● AIM OF THE TASK: Update the entries below by replacing "outline" with "boundary" wherever it appears, leaving every other word unchanged.

--- Start of DATA LISTING ---

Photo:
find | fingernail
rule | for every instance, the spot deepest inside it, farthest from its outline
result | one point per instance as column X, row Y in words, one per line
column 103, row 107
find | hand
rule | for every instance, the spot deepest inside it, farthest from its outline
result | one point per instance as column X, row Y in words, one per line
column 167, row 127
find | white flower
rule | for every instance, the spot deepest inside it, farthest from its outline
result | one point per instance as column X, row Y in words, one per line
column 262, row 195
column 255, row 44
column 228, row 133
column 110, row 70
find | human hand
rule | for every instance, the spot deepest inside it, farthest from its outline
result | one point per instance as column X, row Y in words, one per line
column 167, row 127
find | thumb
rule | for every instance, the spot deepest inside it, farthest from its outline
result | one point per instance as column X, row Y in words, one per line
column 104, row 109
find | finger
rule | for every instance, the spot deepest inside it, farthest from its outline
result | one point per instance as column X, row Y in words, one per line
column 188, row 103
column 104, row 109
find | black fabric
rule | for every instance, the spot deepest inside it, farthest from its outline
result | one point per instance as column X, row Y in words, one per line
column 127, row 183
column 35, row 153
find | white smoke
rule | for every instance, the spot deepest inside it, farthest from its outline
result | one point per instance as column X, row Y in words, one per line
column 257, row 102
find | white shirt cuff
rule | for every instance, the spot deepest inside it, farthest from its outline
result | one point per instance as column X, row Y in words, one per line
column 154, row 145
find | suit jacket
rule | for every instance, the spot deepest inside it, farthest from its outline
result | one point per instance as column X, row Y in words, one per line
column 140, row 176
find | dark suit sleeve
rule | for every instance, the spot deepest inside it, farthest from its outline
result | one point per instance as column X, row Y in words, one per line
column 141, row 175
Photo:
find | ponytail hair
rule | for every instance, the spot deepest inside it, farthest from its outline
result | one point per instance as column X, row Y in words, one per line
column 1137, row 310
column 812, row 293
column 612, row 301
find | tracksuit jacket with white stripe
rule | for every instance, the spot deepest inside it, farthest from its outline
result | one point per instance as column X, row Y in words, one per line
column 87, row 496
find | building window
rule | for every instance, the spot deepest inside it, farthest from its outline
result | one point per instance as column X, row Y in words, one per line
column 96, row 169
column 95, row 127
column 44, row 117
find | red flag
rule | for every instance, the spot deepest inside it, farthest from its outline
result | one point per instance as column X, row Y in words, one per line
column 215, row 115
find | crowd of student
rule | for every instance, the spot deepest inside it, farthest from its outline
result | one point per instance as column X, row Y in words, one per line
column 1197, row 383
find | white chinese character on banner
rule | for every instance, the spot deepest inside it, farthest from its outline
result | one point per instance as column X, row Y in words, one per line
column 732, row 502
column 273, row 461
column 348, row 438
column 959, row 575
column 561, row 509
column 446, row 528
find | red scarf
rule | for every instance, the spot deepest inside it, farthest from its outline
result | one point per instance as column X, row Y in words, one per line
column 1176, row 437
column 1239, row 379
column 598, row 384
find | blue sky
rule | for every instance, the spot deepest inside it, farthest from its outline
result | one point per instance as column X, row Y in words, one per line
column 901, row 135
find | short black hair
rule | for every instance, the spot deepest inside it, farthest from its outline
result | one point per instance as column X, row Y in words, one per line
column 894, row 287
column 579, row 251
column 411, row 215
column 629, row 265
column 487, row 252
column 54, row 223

--- End of DATA LISTING ---

● THE COMPLETED TASK:
Photo:
find | fingernail
rule | for every instance, the spot deepest inside it, farthest from its boundary
result | one point per instance as column X, row Y in words, one per line
column 103, row 107
find | hand
rule | for every instance, the spot deepest inside it, farthest from its boundary
result | one point per instance as column X, row Y in words, one per line
column 167, row 127
find | white flower
rule | for every instance, the spot deepest inside it, farthest from its boundary
result | one point per instance as column X, row Y in words, one per line
column 262, row 195
column 255, row 44
column 228, row 133
column 110, row 70
find | human hand
rule | for every instance, the spot deepest inside it, farthest from its boundary
result | one point per instance as column X, row Y in words, one per line
column 167, row 127
find | thumb
rule | for every instance, the spot deepest inside it, farthest from its boundary
result | one point per instance as column X, row Y in words, one per line
column 104, row 109
find | finger
rule | for every instance, the spot deepest inside it, farthest from its boundary
result | one point per instance as column X, row Y in words, one per line
column 188, row 103
column 104, row 109
find | black fabric
rule | for every instance, the spot deepest inside it, farthest from its boundary
result | one point per instance as column X, row Y in words, one per line
column 127, row 183
column 35, row 153
find | white smoke
rule | for every instance, the spot deepest inside it, farthest from its boundary
result | one point per instance as column X, row Y in words, one per line
column 257, row 102
find | white shirt cuff
rule | for every instance, the spot deepest inside it, farthest from its boundary
result | one point per instance as column X, row Y in words, one per line
column 154, row 145
find | suit jacket
rule | for every instance, the spot deepest inside it, farthest from its boundary
result | one point per instance as column X, row Y in words, one per line
column 140, row 176
find | dark suit sleeve
rule | for every instance, the spot deepest inside it, farthest from its boundary
result | one point per instance as column X, row Y in words, one per line
column 141, row 175
Photo:
find | ponytail hair
rule | for every instance, the spot deepest inside it, farthest from its boundary
result | one point per instance as column X, row Y in words, one per line
column 1137, row 310
column 812, row 293
column 612, row 301
find | tracksuit jacket with white stripe
rule | for every instance, the spot deepest inside it, farthest from its boundary
result | one point per instance as column X, row Y in words, one per line
column 87, row 496
find | building window
rule | for every instance, the spot deepest inside it, farthest from its boundary
result | one point per instance as column X, row Y in words, one per line
column 96, row 169
column 95, row 127
column 44, row 117
find | red flag
rule | for every instance, the spot deepest inside it, farthest from its boundary
result | one point per instance as column X, row Y in words, one per line
column 215, row 115
find | crowd of student
rule | for every instance, the spot deepest inside it, farthest from its boundary
result | one point per instance as column X, row Y in words, one per line
column 1197, row 383
find | white chinese character on banner
rule | for every instance, the spot deepest inside it, farthest from its boundary
result | one point per instance as column X, row Y in words, one per line
column 732, row 502
column 273, row 461
column 348, row 438
column 959, row 575
column 561, row 509
column 446, row 528
find | red scarf
rule | for every instance, the spot deepest inside it, farthest from its boundary
result | one point per instance as column X, row Y in words, one per line
column 1176, row 437
column 1239, row 379
column 598, row 384
find | blue sky
rule | for every instance, the spot deepest inside it, farthest from its boundary
result | one point per instance as column X, row Y in words, one per line
column 901, row 135
find | short black hair
rule | for every instance, the spot deepest inside it, farthest from its boundary
result | one point per instance as column X, row Y in words, one per line
column 894, row 287
column 579, row 251
column 411, row 215
column 629, row 265
column 487, row 252
column 54, row 223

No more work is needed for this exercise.